Word-for-word transcription needed. Include every entry below but no pictures.

** Material for this exercise follows **

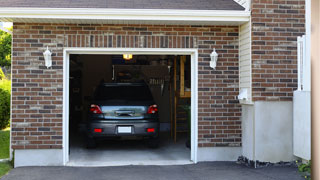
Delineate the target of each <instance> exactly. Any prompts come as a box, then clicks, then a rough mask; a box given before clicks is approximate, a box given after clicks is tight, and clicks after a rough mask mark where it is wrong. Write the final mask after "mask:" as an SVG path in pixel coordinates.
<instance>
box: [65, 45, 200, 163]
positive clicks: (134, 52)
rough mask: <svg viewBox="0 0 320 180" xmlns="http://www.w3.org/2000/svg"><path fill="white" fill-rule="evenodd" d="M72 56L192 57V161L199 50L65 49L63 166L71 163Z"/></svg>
mask: <svg viewBox="0 0 320 180" xmlns="http://www.w3.org/2000/svg"><path fill="white" fill-rule="evenodd" d="M71 54H92V55H93V54H99V55H114V54H133V55H190V56H191V157H190V159H191V161H193V162H194V163H197V151H198V49H194V48H192V49H176V48H161V49H160V48H64V52H63V164H64V165H66V164H67V163H68V161H69V68H70V65H69V60H70V59H69V58H70V55H71Z"/></svg>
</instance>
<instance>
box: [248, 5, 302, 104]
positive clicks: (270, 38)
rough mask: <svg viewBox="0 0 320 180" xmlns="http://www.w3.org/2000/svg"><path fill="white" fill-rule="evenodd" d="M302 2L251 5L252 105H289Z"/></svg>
mask: <svg viewBox="0 0 320 180" xmlns="http://www.w3.org/2000/svg"><path fill="white" fill-rule="evenodd" d="M304 4H305V1H304V0H253V1H252V85H253V89H252V90H253V92H252V96H253V100H254V101H291V100H292V96H293V91H294V90H296V89H297V43H296V41H297V36H301V35H303V34H305V28H304V24H305V16H304V13H305V10H304V8H305V7H304Z"/></svg>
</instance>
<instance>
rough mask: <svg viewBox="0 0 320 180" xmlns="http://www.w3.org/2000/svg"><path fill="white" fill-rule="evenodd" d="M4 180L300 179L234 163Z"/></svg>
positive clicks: (287, 172) (105, 171) (23, 174)
mask: <svg viewBox="0 0 320 180" xmlns="http://www.w3.org/2000/svg"><path fill="white" fill-rule="evenodd" d="M2 179H3V180H43V179H45V180H57V179H59V180H75V179H77V180H82V179H85V180H86V179H90V180H100V179H101V180H102V179H103V180H127V179H128V180H144V179H148V180H149V179H152V180H162V179H170V180H201V179H210V180H211V179H212V180H214V179H217V180H267V179H268V180H275V179H279V180H303V178H302V177H301V176H300V175H299V173H298V172H297V168H296V167H293V166H270V167H265V168H259V169H253V168H249V167H246V166H244V165H239V164H236V163H235V162H210V163H198V164H196V165H176V166H121V167H21V168H15V169H13V170H12V171H10V173H9V174H8V175H6V176H4V177H3V178H2Z"/></svg>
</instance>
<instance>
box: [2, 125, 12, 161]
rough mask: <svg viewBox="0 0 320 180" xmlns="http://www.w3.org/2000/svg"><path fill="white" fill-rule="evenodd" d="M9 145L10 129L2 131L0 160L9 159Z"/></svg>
mask: <svg viewBox="0 0 320 180" xmlns="http://www.w3.org/2000/svg"><path fill="white" fill-rule="evenodd" d="M9 143H10V131H9V129H4V130H0V159H6V158H9Z"/></svg>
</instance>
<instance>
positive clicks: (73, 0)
mask: <svg viewBox="0 0 320 180" xmlns="http://www.w3.org/2000/svg"><path fill="white" fill-rule="evenodd" d="M0 3H1V7H30V8H36V7H39V8H120V9H181V10H183V9H186V10H244V8H243V7H242V6H241V5H239V4H238V3H236V2H235V1H234V0H91V1H90V0H50V1H48V0H0Z"/></svg>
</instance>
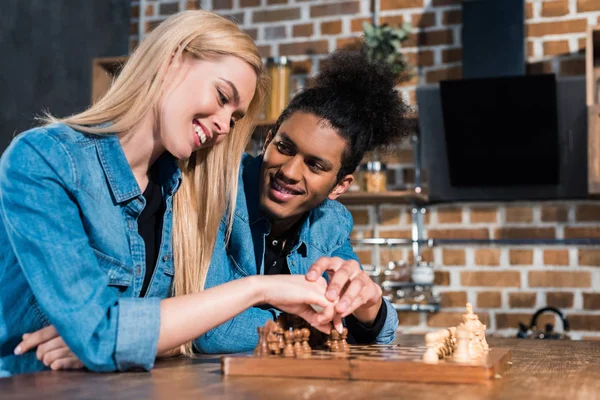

** End of Material for this exercise **

(Solution for this task):
Delineate the target of each <instance> exactly. Any prompts come as a box, then clicks, then a rough mask; a box given before clicks is approximate, a box given after clicks is tight, and clicks after a rough mask mark where it is wrong. Write the final mask after "mask:" as an SVG path in pixel coordinates.
<instance>
box: [65, 45, 200, 163]
positive clicks: (134, 52)
rough mask: <svg viewBox="0 0 320 180" xmlns="http://www.w3.org/2000/svg"><path fill="white" fill-rule="evenodd" d="M72 56L192 57V161L199 50L65 49L63 166L71 163Z"/></svg>
mask: <svg viewBox="0 0 320 180" xmlns="http://www.w3.org/2000/svg"><path fill="white" fill-rule="evenodd" d="M71 54H92V55H93V54H99V55H114V54H133V55H190V56H191V157H190V159H191V161H193V162H194V163H197V151H198V49H194V48H192V49H176V48H161V49H160V48H64V52H63V164H64V165H66V164H67V163H68V161H69V68H70V65H69V60H70V59H69V58H70V55H71Z"/></svg>
</instance>
<instance>
box: [248, 5, 302, 104]
positive clicks: (270, 38)
rough mask: <svg viewBox="0 0 320 180" xmlns="http://www.w3.org/2000/svg"><path fill="white" fill-rule="evenodd" d="M302 2L251 5L252 105H289Z"/></svg>
mask: <svg viewBox="0 0 320 180" xmlns="http://www.w3.org/2000/svg"><path fill="white" fill-rule="evenodd" d="M304 4H305V1H304V0H253V1H252V85H253V89H252V90H253V92H252V96H253V100H254V101H291V100H292V96H293V91H294V90H296V89H297V43H296V41H297V36H301V35H303V34H305V28H304V24H305V16H304V13H305V10H304V8H305V7H304Z"/></svg>
</instance>
<instance>
rough mask: <svg viewBox="0 0 320 180" xmlns="http://www.w3.org/2000/svg"><path fill="white" fill-rule="evenodd" d="M4 180L300 179L234 163Z"/></svg>
positive clicks: (287, 172) (105, 171) (23, 174)
mask: <svg viewBox="0 0 320 180" xmlns="http://www.w3.org/2000/svg"><path fill="white" fill-rule="evenodd" d="M2 179H3V180H43V179H45V180H57V179H59V180H75V179H77V180H82V179H85V180H86V179H90V180H100V179H101V180H102V179H103V180H127V179H128V180H144V179H148V180H149V179H152V180H162V179H170V180H201V179H210V180H211V179H212V180H214V179H217V180H267V179H268V180H275V179H279V180H303V178H302V177H301V176H300V175H299V173H298V172H297V168H296V167H293V166H270V167H265V168H259V169H253V168H249V167H246V166H244V165H239V164H236V163H235V162H210V163H198V164H196V165H176V166H121V167H21V168H15V169H13V170H12V171H10V173H9V174H8V175H6V176H4V177H3V178H2Z"/></svg>
</instance>
<instance>
box: [2, 125, 12, 161]
rough mask: <svg viewBox="0 0 320 180" xmlns="http://www.w3.org/2000/svg"><path fill="white" fill-rule="evenodd" d="M9 145L10 129L2 131L0 160L9 159Z"/></svg>
mask: <svg viewBox="0 0 320 180" xmlns="http://www.w3.org/2000/svg"><path fill="white" fill-rule="evenodd" d="M9 143H10V131H9V129H4V130H0V159H6V158H9Z"/></svg>
</instance>
<instance>
positive clicks: (73, 0)
mask: <svg viewBox="0 0 320 180" xmlns="http://www.w3.org/2000/svg"><path fill="white" fill-rule="evenodd" d="M0 3H1V7H30V8H36V7H39V8H120V9H181V10H183V9H186V10H244V8H243V7H242V6H241V5H239V4H238V3H236V2H235V1H234V0H91V1H90V0H50V1H48V0H0Z"/></svg>
</instance>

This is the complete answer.